[Dataset excerpts on object pointing]

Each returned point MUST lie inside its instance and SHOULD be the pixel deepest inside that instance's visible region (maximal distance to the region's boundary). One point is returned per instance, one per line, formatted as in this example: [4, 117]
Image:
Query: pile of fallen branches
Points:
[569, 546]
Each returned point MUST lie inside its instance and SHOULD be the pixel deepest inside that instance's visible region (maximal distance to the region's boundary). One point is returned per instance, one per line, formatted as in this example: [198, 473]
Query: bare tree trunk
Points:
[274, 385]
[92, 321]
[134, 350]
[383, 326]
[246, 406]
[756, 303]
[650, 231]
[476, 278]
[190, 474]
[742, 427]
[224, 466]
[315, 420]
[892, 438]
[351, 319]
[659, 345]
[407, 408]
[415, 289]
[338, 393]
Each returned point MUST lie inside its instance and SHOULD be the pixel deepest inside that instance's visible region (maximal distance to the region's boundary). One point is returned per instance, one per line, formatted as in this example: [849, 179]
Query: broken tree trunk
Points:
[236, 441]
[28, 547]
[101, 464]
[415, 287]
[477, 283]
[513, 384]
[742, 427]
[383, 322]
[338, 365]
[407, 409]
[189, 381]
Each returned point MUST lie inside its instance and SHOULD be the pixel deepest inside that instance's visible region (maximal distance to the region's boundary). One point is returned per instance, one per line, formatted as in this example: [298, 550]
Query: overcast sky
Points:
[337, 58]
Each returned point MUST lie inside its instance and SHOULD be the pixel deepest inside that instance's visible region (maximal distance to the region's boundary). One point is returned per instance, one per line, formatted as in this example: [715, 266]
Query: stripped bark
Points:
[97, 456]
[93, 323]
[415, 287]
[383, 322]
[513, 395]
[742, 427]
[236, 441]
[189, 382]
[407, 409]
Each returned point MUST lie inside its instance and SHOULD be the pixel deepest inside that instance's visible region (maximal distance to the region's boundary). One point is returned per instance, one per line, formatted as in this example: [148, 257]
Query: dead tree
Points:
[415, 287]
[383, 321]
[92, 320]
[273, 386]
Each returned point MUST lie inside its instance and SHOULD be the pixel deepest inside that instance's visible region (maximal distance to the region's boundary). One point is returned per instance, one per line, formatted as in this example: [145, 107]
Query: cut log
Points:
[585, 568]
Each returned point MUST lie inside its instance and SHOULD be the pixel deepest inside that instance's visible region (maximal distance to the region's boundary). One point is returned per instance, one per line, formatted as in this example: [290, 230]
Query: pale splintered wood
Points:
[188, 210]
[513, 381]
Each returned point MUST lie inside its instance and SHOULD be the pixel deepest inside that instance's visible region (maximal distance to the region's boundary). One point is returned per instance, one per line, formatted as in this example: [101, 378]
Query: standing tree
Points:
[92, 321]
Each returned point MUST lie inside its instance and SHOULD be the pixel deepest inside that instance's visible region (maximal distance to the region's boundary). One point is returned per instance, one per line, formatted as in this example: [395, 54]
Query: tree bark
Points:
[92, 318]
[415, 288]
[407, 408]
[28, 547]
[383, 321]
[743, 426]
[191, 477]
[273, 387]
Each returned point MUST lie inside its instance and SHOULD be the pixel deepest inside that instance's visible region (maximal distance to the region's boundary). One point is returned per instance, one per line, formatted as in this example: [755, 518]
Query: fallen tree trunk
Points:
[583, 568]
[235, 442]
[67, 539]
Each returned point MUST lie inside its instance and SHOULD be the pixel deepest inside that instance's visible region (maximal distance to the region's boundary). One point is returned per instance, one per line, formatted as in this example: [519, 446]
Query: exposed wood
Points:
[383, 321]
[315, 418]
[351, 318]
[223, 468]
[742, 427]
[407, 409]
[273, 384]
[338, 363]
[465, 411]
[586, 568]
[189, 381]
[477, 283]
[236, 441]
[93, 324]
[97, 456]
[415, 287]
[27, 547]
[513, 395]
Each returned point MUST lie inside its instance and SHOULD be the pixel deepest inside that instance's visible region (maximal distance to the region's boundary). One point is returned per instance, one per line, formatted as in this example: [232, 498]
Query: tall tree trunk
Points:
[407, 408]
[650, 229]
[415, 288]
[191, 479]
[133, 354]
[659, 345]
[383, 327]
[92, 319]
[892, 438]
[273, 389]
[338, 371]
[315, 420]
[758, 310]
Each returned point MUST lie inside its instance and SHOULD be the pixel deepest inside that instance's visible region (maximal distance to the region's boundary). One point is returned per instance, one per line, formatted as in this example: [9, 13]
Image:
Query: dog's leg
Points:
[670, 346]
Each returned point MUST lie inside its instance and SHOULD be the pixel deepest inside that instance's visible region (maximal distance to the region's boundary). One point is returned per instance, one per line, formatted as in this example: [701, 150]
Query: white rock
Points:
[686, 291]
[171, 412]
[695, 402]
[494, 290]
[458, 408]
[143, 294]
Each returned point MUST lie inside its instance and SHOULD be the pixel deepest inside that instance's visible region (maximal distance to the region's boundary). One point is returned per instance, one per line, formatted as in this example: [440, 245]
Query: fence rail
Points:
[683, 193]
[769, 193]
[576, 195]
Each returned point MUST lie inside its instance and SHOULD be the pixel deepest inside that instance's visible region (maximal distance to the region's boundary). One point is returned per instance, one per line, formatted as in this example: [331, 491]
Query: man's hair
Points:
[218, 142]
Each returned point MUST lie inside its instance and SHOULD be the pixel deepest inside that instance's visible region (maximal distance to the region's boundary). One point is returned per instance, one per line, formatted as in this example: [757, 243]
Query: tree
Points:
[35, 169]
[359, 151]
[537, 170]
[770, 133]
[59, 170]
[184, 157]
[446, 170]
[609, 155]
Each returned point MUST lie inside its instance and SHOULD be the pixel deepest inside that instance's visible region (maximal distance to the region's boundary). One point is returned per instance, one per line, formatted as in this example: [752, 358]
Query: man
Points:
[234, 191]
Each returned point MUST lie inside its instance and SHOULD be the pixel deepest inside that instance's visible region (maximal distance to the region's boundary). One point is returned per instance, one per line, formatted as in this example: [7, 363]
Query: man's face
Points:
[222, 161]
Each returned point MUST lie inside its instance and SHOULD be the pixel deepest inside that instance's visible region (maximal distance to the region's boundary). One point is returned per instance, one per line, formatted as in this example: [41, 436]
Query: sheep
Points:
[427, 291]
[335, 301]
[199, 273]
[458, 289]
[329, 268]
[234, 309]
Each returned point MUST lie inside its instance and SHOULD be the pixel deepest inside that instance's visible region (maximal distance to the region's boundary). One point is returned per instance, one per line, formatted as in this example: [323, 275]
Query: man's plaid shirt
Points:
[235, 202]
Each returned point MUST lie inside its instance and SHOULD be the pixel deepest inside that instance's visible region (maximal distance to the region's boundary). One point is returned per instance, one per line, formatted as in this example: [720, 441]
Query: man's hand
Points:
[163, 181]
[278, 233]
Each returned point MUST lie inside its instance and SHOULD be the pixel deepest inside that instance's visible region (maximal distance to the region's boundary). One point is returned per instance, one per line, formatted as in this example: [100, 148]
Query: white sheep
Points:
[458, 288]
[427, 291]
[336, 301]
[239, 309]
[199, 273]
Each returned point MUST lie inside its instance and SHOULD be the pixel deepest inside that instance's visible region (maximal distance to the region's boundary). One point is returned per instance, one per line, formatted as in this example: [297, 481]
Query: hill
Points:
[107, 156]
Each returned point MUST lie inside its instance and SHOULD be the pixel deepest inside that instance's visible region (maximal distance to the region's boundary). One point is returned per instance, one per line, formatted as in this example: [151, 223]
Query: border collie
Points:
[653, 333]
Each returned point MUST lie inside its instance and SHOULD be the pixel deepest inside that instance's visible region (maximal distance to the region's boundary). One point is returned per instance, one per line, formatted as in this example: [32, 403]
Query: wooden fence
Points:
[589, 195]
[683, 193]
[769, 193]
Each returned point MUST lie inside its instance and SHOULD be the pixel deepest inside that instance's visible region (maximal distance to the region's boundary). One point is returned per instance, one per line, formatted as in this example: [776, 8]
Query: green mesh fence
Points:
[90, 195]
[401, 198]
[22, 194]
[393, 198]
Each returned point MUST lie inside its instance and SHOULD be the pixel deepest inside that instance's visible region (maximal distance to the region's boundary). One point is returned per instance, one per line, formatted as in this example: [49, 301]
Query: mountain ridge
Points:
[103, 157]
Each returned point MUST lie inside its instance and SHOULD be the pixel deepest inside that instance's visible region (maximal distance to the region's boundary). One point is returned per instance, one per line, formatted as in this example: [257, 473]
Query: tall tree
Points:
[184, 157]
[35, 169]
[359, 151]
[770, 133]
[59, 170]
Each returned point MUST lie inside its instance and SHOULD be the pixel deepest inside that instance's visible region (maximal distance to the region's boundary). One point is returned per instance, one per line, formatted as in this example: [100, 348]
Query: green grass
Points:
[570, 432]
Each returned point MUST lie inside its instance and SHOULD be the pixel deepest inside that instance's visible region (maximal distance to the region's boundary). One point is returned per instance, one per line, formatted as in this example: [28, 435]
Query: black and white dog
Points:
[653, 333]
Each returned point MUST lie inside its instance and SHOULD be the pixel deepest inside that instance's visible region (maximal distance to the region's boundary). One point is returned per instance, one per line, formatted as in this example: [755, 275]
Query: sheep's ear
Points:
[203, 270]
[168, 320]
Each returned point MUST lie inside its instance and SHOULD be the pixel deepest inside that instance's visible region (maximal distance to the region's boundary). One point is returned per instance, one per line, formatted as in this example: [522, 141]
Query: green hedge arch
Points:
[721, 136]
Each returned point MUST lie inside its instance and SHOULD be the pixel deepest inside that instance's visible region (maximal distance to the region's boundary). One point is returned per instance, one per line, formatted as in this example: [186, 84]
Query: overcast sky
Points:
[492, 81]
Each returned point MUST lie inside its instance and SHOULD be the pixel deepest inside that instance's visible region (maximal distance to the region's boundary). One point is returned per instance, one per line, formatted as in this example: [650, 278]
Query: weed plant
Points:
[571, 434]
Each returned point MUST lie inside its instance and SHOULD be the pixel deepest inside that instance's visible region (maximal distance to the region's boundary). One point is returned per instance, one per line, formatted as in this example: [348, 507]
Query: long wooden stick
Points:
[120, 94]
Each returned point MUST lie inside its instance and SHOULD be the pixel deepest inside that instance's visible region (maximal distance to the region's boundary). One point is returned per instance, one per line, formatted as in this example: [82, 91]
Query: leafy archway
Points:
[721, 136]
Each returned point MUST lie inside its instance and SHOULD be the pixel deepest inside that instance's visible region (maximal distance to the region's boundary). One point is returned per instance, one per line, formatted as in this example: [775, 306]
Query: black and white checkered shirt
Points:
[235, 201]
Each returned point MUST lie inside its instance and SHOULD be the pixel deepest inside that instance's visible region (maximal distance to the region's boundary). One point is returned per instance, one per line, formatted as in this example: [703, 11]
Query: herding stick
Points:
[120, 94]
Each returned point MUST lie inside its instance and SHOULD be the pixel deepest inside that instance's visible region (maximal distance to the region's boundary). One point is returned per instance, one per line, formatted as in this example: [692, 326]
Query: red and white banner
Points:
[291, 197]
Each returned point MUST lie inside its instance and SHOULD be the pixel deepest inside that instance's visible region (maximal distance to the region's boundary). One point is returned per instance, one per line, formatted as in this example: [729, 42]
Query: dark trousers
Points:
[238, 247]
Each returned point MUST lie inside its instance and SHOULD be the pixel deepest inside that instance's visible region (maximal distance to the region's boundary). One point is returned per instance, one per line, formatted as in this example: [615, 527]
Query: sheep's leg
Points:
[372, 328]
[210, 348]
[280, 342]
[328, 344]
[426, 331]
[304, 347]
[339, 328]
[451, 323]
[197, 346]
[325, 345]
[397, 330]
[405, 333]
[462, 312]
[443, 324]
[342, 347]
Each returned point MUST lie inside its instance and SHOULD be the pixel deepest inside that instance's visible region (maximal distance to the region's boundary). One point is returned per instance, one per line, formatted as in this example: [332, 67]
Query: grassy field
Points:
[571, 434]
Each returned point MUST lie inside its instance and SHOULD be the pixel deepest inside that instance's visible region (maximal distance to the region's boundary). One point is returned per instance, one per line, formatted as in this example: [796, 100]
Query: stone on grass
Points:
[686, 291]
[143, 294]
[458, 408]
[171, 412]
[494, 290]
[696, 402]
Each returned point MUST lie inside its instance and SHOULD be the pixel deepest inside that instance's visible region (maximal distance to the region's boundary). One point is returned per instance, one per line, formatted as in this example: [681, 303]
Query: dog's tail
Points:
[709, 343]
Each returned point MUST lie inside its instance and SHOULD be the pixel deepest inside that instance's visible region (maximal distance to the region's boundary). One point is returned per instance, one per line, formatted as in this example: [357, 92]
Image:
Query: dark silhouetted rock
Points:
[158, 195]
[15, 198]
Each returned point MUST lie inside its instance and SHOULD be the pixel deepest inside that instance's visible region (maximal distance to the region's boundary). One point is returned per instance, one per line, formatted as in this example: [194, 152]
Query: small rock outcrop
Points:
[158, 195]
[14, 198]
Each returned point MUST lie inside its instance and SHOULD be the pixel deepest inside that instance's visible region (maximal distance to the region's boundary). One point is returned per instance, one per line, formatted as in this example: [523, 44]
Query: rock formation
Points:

__Brief__. Every line from the one containing "example: [194, 152]" through the end of the entries above must be echoed exactly, with both ends kept.

__Result__.
Each returned point MUST lie inside its instance and SHOULD be the pixel deepest inside that instance's visible region (maximal distance to the region's boundary). One point is returned per instance, one per line, formatted as in this example: [194, 152]
Query: small rock outcrop
Points:
[158, 195]
[14, 198]
Each returned point MUST lie inside its instance and SHOULD be the pixel deepest inside that instance's visible region (maximal distance to the region's boundary). One point is returned per instance, one per line, formatted as in this example: [523, 44]
Query: rock formation
Points:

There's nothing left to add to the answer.